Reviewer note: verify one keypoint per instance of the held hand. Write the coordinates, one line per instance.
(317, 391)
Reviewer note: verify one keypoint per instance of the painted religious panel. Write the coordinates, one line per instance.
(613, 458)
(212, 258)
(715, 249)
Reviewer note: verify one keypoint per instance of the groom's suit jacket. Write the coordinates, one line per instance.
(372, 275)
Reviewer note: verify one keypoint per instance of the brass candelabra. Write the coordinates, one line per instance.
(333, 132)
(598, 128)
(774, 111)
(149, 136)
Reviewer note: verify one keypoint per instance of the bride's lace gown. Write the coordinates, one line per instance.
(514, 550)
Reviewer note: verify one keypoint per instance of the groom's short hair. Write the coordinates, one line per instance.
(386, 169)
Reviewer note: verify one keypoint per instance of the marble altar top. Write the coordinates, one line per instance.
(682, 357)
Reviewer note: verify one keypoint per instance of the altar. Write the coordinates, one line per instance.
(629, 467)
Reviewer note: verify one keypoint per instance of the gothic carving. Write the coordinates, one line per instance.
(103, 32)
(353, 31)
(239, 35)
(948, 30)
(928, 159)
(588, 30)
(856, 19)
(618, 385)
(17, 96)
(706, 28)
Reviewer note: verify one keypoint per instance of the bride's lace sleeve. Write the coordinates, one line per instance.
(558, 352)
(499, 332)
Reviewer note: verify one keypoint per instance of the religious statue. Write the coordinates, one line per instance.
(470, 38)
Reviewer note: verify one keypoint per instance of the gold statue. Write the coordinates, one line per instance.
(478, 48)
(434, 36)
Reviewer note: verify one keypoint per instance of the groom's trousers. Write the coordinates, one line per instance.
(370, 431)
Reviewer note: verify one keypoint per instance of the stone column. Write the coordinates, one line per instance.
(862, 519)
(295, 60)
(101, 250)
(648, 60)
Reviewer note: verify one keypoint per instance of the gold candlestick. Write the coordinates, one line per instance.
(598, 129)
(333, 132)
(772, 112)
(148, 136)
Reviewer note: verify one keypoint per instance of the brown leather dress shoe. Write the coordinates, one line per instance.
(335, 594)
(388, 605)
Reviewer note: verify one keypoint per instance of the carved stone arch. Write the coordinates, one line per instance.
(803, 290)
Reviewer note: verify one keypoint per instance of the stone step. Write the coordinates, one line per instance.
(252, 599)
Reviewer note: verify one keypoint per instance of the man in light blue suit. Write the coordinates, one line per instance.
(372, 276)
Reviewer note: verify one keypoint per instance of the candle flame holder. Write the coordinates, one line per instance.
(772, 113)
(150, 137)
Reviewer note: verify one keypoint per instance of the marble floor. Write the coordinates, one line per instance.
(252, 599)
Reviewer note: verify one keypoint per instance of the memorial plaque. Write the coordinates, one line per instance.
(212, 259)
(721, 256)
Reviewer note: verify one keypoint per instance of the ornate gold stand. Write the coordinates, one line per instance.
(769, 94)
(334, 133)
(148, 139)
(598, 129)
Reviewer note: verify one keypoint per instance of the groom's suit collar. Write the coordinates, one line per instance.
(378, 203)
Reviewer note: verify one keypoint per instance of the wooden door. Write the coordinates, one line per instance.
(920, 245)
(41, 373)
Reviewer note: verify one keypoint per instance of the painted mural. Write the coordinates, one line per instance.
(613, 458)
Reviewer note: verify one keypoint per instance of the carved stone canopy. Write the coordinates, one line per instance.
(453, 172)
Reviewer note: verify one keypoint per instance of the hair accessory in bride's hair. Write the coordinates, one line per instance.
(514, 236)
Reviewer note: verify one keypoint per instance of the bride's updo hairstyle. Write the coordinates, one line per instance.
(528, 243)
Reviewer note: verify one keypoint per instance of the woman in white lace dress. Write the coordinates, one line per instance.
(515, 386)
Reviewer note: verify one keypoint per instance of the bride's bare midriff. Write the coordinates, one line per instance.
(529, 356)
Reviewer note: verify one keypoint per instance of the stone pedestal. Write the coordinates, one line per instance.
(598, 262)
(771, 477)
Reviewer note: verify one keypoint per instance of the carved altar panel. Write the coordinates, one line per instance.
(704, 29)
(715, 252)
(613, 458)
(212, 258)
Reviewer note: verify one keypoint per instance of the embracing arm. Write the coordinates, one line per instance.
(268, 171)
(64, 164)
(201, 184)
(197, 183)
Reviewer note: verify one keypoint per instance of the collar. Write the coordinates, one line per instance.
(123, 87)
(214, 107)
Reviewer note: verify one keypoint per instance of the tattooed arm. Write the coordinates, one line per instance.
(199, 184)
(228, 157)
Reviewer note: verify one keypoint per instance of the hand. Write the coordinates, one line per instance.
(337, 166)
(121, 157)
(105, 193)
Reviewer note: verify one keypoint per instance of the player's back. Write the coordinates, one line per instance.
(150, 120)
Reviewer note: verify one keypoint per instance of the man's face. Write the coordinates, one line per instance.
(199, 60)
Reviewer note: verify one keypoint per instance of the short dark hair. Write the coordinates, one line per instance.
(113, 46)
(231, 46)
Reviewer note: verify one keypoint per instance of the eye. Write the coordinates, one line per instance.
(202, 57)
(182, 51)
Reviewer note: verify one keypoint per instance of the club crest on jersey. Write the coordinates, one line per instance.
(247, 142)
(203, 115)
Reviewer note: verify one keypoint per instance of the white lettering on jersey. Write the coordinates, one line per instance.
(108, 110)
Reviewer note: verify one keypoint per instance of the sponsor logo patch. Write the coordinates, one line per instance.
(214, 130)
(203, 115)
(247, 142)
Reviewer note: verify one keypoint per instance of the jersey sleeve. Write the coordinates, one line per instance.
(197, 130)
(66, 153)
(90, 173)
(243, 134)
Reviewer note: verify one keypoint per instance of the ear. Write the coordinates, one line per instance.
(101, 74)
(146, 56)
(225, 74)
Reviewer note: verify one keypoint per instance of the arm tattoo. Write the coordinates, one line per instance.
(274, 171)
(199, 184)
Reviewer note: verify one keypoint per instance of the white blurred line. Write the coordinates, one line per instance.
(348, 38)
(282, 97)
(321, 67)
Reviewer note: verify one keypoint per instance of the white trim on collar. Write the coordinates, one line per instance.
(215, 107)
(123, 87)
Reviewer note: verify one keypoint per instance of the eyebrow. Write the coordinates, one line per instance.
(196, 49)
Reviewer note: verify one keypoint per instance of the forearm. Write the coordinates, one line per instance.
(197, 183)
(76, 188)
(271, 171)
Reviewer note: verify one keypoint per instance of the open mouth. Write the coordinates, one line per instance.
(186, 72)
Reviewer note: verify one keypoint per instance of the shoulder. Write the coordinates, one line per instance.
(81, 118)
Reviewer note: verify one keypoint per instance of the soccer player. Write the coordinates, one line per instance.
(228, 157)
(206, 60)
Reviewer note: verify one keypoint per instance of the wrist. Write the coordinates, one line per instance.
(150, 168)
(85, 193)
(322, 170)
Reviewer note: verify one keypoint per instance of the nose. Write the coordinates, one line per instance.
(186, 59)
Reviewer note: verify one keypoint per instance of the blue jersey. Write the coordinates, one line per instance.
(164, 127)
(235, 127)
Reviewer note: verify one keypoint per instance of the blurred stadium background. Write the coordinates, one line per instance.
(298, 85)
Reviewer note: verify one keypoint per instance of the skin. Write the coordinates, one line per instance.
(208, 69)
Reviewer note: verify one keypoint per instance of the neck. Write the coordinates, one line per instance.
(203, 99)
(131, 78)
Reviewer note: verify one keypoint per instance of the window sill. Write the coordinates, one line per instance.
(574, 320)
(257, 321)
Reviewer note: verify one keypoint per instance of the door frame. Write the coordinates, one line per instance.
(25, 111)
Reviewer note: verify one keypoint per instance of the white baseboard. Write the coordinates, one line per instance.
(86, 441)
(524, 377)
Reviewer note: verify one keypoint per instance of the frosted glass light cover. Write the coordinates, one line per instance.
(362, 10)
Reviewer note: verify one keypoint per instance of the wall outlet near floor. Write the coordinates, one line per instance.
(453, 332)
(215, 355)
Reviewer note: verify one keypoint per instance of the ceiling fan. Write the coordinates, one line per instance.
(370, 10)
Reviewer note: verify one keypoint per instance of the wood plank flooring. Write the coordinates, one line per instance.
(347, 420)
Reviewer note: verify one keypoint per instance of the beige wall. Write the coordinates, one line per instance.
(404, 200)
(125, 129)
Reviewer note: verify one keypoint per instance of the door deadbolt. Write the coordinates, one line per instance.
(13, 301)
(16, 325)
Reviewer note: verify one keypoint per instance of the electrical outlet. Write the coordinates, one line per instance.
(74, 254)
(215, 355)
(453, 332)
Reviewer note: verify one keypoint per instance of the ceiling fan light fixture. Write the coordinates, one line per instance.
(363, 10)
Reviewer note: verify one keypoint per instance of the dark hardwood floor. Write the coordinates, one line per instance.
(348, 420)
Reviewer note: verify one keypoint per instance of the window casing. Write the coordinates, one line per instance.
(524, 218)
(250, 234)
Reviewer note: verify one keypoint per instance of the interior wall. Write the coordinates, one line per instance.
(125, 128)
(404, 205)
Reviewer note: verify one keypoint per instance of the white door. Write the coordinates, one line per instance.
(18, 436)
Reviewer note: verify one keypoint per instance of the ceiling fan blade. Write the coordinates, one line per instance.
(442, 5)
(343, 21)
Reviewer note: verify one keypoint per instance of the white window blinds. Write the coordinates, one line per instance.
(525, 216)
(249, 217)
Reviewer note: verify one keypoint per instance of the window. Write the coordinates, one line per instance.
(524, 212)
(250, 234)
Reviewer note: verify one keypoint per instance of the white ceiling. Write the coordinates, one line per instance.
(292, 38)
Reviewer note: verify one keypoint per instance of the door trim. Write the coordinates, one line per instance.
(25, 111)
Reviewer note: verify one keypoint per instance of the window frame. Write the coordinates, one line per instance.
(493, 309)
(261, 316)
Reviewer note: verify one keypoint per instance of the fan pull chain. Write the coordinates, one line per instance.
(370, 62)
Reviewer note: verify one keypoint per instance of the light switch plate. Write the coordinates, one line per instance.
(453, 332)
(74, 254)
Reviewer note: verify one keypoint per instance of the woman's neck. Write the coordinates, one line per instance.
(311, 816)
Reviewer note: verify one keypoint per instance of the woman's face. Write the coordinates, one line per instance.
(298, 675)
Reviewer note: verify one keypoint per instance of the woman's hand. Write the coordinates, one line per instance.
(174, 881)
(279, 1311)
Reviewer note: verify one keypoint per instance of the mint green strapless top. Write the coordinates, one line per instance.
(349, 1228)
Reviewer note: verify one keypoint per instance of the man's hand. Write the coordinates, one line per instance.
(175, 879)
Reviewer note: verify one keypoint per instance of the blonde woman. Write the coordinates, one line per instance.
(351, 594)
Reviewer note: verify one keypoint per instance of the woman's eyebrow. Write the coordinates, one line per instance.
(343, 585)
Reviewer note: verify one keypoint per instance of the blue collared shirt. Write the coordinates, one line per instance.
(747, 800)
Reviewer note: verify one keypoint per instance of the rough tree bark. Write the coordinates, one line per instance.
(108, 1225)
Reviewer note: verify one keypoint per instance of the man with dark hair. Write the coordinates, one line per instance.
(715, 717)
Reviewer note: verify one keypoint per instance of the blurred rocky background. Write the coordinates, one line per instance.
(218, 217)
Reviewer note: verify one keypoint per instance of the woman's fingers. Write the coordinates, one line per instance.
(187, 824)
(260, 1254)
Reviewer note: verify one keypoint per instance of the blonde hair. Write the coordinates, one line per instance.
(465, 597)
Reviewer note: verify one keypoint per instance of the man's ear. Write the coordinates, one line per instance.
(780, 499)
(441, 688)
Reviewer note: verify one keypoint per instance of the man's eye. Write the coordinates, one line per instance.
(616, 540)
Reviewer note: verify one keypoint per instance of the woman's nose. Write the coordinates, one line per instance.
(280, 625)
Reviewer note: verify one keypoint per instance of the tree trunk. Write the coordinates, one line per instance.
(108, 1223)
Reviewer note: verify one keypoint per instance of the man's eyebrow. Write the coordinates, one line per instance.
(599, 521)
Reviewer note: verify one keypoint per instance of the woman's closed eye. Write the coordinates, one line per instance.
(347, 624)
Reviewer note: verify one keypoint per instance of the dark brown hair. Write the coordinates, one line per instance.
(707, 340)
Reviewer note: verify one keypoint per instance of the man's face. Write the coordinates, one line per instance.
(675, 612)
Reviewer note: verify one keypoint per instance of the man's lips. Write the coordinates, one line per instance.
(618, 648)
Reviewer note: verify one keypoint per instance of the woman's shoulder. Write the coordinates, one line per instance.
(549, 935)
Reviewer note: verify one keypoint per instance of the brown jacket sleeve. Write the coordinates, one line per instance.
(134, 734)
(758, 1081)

——————————

### EXERCISE REQUIREMENTS:
Rewrite the entries from the line containing "the brown jacket" through the end of the entries, inclusive, changing "sleeve" to "cuff" and leaving everything else as it is.

### SOLUTION:
Reviewer note: verify one keypoint per instance of the brown jacket cuff. Write the coordinates, one line per instance.
(134, 734)
(758, 1081)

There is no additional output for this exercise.